* _Dataset entries_:
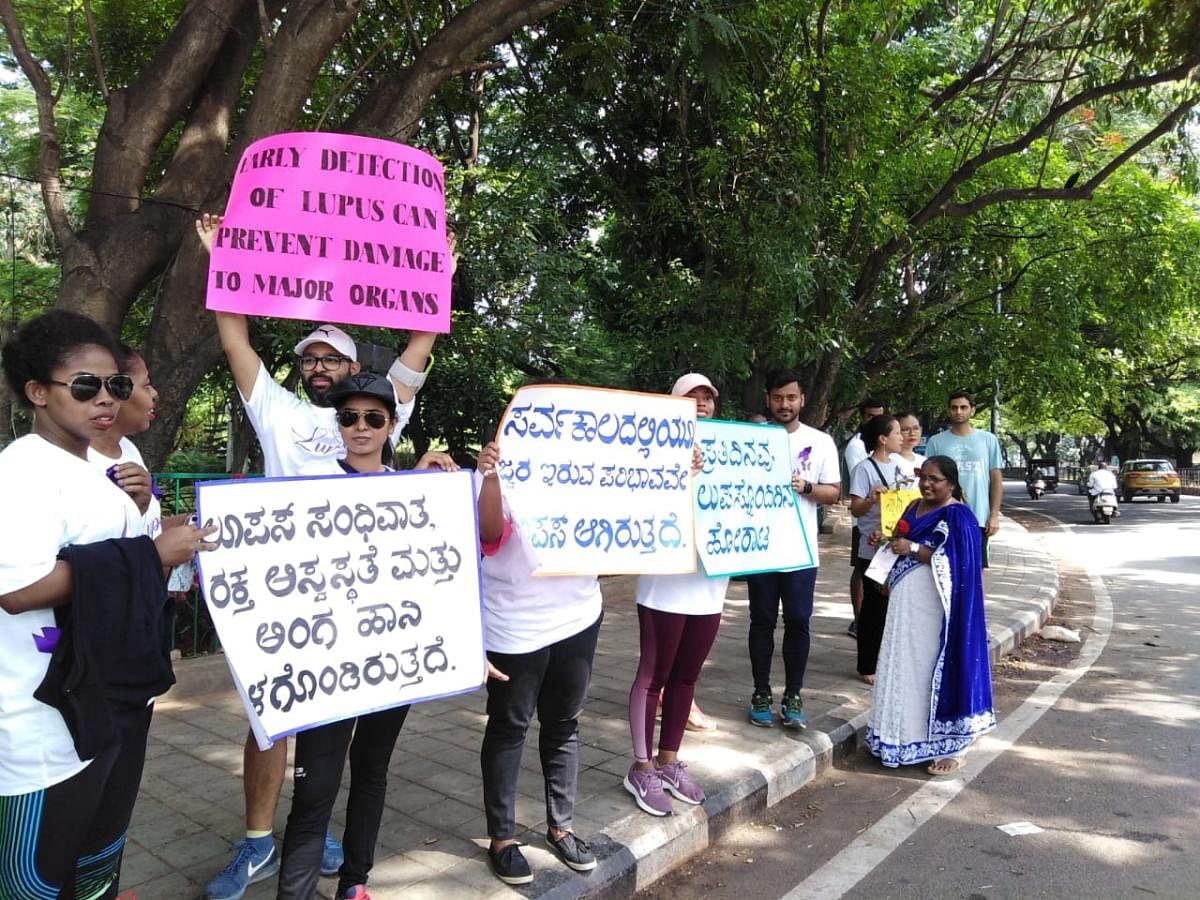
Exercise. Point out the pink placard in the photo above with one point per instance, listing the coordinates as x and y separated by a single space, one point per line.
335 228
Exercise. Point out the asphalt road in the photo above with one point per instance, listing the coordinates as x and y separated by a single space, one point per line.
1097 748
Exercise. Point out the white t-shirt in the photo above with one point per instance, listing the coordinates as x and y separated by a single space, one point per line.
523 613
52 499
294 432
862 483
691 594
855 453
909 469
814 459
130 453
1102 480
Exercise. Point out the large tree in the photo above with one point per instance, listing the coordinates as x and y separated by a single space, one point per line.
807 181
185 88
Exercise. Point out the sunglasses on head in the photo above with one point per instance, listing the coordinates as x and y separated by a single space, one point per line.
349 418
85 387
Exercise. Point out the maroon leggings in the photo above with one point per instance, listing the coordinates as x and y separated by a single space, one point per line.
675 647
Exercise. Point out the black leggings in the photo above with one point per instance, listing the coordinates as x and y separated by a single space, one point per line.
319 761
871 617
66 840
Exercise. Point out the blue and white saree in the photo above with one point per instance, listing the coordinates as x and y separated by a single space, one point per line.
933 684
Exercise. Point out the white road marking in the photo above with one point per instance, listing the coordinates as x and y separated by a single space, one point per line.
870 849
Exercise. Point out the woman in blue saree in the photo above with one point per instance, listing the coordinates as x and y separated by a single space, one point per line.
933 688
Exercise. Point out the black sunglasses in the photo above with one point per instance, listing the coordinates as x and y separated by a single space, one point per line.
85 387
349 418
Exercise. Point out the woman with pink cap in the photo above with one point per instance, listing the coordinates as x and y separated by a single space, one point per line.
678 617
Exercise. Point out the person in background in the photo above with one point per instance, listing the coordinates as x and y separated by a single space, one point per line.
933 689
83 630
678 617
977 456
118 456
365 405
853 454
541 637
816 478
873 477
293 433
909 460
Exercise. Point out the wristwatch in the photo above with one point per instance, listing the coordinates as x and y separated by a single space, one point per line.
407 376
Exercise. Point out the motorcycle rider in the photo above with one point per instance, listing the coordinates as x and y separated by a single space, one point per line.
1099 481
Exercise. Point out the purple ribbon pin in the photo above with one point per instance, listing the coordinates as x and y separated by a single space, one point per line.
48 640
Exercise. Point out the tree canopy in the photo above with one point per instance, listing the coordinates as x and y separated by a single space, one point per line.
643 189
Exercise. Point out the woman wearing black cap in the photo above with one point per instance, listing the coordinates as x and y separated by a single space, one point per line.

* _Your goal_: I'd like the data above duplicated exactly, with no pictures included.

* _Written solution_:
Exercise. Point out the pink placard in the photo above with one point per instance, listing the coordinates as x and y separated by a single space, one point per line.
335 228
Exercise. Point out the asphalt road in the photo above with one point per instance, listing the coordinates as x and y separated by a single space, one point per line.
1097 748
Exercise. Point out the white t-shirt in the photo above with one point per instance, listing the coordinates as x and y separated by a single space, one point per line.
523 613
52 499
294 432
862 483
691 594
855 453
909 469
814 459
130 453
1102 480
Exercise. Point out the large tree in the photo above with one point per instance, listing the coordinates as x and y separated by a single space, one point per line.
807 181
185 88
Exercise. Point out the sunglasses on head in the photo above with one point per instance, listing the coordinates as x and y separated by a single space, one point per line.
349 418
85 387
Exercise. Point out the maroon leggings in the photo above with one point per instance, listing the coordinates as x and y separated by a single space, one point per line.
675 647
Exercise. Point out the black leggings in the photo above with one point per instance, listing the coordinates as x and y separated by a single space, one point per line.
319 761
871 617
66 840
Exercise. Point out the blue and white saree in the photo above with one point per instance, listing the coordinates as x and y separated by a single space, one point per line.
933 684
Exercise. Point out the white road marking in the photo above with one point per instance, listing the coordinates as x and y separated by a single space, one point per line.
870 849
Exercise. Point out the woman in blue saree in the photo above with one point per instance, listing the coordinates as x and y separated by a single space, one point per line.
933 688
Exercise. Point out the black sunglasses in the photo above with one point per instance, listing the coordinates as x and y separated by a single space, one point per line.
85 387
349 418
Exercise. Point out the woman with pink cap in the photo above with one point per instance, listing the coordinates as x and y separated by a single space, one point per line.
678 617
Exercise. Point out the person in background in the photo above with one point per instance, listing the coordinates as x and y separated by a single space, one point per line.
933 689
83 630
678 617
977 456
118 456
365 405
853 454
541 637
816 478
873 477
293 433
909 460
Exercise. Point out the wristwatch in the photo above with one point per instance, listing the coordinates as x and y separated by a single space, one point per line.
407 376
Exercise. Point out the motorcycle rider in the photo above with one point per instance, listing the coordinates as x and y separated by a single space, one point per line.
1099 481
Exercise. Point out the purple ribbon pin in the photo above with one point per instance, listing the coordinates as x and y separated by a single space, one point per line.
48 640
Exercise. Point out the tree canopy in the photo above with one point per instance, listing the coordinates as x and y separated by a single space, one point per line.
643 189
Exercise. Point out the woman wearing black cap in the photo above with one point per instance, listing the coordinates as x and y separated by a single space, one point per line.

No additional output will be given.